(Data records)

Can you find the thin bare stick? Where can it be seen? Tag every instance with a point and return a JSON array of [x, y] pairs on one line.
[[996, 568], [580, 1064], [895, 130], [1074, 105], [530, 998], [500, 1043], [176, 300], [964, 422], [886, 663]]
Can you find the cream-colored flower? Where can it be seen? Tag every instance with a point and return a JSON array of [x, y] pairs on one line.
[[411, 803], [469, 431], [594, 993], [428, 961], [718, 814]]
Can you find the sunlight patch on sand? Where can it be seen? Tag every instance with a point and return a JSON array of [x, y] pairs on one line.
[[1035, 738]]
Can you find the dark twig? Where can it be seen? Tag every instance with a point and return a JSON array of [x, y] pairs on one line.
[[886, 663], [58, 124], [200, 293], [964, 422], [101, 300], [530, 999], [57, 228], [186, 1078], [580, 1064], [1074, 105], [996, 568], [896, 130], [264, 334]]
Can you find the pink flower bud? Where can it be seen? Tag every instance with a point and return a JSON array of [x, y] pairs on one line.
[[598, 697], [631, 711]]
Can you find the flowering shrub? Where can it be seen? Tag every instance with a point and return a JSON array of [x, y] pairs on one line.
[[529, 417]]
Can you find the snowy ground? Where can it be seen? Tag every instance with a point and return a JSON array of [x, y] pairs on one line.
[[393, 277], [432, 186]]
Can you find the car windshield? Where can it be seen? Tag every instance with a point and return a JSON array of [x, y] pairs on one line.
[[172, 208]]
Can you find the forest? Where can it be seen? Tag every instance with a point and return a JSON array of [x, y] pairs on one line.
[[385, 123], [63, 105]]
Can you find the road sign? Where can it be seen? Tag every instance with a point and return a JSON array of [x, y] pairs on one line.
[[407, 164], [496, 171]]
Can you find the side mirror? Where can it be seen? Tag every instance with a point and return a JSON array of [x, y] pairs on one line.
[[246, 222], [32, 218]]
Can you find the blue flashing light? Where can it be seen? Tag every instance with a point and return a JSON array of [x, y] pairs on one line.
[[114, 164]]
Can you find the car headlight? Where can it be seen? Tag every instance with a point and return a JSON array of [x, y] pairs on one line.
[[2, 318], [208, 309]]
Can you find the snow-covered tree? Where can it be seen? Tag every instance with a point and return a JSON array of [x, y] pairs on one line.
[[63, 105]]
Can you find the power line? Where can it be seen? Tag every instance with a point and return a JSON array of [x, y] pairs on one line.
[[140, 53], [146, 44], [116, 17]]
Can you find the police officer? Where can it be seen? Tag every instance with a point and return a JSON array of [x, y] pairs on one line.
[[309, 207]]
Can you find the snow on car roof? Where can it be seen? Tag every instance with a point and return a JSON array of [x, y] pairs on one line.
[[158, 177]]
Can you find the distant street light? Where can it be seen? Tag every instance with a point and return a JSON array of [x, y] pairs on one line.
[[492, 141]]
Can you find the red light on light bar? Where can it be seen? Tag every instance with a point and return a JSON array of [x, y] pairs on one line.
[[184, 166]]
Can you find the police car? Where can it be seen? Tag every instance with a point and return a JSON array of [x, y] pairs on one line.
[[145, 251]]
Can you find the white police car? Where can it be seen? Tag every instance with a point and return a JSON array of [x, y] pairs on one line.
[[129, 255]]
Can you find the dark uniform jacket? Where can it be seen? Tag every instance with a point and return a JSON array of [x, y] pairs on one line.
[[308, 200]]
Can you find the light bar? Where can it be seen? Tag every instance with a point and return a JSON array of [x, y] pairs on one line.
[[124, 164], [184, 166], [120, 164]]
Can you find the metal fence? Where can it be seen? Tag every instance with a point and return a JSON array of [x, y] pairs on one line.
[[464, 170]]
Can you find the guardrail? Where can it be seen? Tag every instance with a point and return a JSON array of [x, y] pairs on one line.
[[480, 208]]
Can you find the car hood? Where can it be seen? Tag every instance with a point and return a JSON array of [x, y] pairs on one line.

(End Data records)

About this task: Each record above has to be retyped exactly, with nothing left out.

Finished task:
Can you find the thin bare stick? Where can it be seen? Tag every instance with a point and return a JSON array of [x, y] pairs on one line.
[[996, 568], [580, 1064], [895, 130], [1074, 105], [530, 998], [500, 1043], [176, 300], [964, 422], [886, 663]]
Can you find the cream-colored flower? Where can it be seen? Tag every instance with a point and return a JSON array of [x, y] pairs on one line.
[[411, 803], [469, 431], [594, 993], [428, 961], [718, 814]]
Can you find the sunlight patch on sand? Where can it be seen? Tag every instance with a point and return a JSON array of [x, y] pairs on one line.
[[1035, 738]]
Can you find the dark twig? Where can it be seen? Tag every instance with a point and return a JSON array of [x, y] pairs on one line.
[[886, 663], [58, 124], [200, 293], [964, 422], [101, 300], [530, 999], [57, 228], [186, 1078], [580, 1064], [1074, 105], [996, 568], [896, 130], [264, 334]]
Can you find the pink flower bud? Where can it be seen? Tag every instance with a point and return a JSON array of [x, y] pairs on one line.
[[598, 697], [631, 711]]
Can you find the flowering shrub? Where can it be seen? Tag every instance with a point and return a JSON array of [x, y] pairs on one line.
[[529, 417]]
Can you find the snowy ground? Where can it be seen? Tag every instance with a point and return a JSON array of [x, y] pairs on one line.
[[393, 277], [432, 186]]
Can you find the car windshield? Where can it be seen? Tag every instance with a point and return a JSON array of [x, y] pairs on one line.
[[172, 208]]
Can you find the forest? Where can it be seen? Tag every instance with a point and return a JSON array of [x, y] pairs on one line.
[[385, 123], [63, 105]]
Can you find the road sign? Where can it be seen? Tag every instance with a point and return a JSON array of [x, y] pairs on one line.
[[407, 164], [496, 171]]
Can you find the side mirror? Where can it be seen? Tag every instance with a point and return a JSON array of [x, y] pairs on one line.
[[246, 222], [32, 218]]
Can you find the blue flashing light? Where can it be seen? Tag every instance with a point and return a JSON array of [x, y] pairs on one line.
[[114, 164]]
Can you find the car headlight? Where can it be seen? Tag every instance with a point and return a JSON array of [x, y] pairs on one line.
[[2, 318], [208, 309]]
Can you find the snow-covered tree? Where can it be seen? Tag every instance with a point and return a JSON array of [x, y] pairs on one line.
[[63, 105]]
Can you find the power line? Where can it be seen? Tag every instance with a point and return a JSON array of [x, y] pairs on one line.
[[140, 53], [146, 44], [116, 17]]
Can you find the police officer? Where can it be seen? Tag every instance with a point and return a JSON array of [x, y] pairs on one line.
[[309, 207]]
Can you find the snow on car roof? Where can it be seen? Tag every instance with a point and return a JSON array of [x, y] pairs on one line.
[[158, 177]]
Can you find the distant street light? Where can it be seen? Tag every instance with a point and return a JSON array of [x, y] pairs on one line.
[[492, 141]]
Can you find the red light on light bar? Where can it be seen? Tag every instance with a point and return a JSON array of [x, y] pairs on one line.
[[184, 166]]
Can you find the police car? Where can it be seen? Tag every instance with a point and return a JSON array of [x, y] pairs on one line.
[[145, 251]]
Can you find the white police car? Where can it be seen? Tag every instance with a point and return a JSON array of [x, y] pairs on one line.
[[129, 255]]
Can you find the dark uniform jacket? Where can it be seen? Tag every instance with a point and return a JSON array of [x, y] pairs on one line.
[[308, 200]]
Can you find the light bar? Where can it be seen? Tag every instance with a point and return a JSON array of [x, y] pairs on one line.
[[124, 164], [184, 166], [120, 164]]
Can you find the metal fence? Where can it be seen? Tag every instance with a point and return a JSON array of [x, y] pairs on one line.
[[464, 170]]
Can you find the guardrail? Where can it be seen? Tag every instance with a point and return a JSON array of [x, y] pairs on one line.
[[480, 208]]
Can you find the car hood? Where can it be seen? Tag every instance with a point and return a JSON array of [x, y] pairs on one line.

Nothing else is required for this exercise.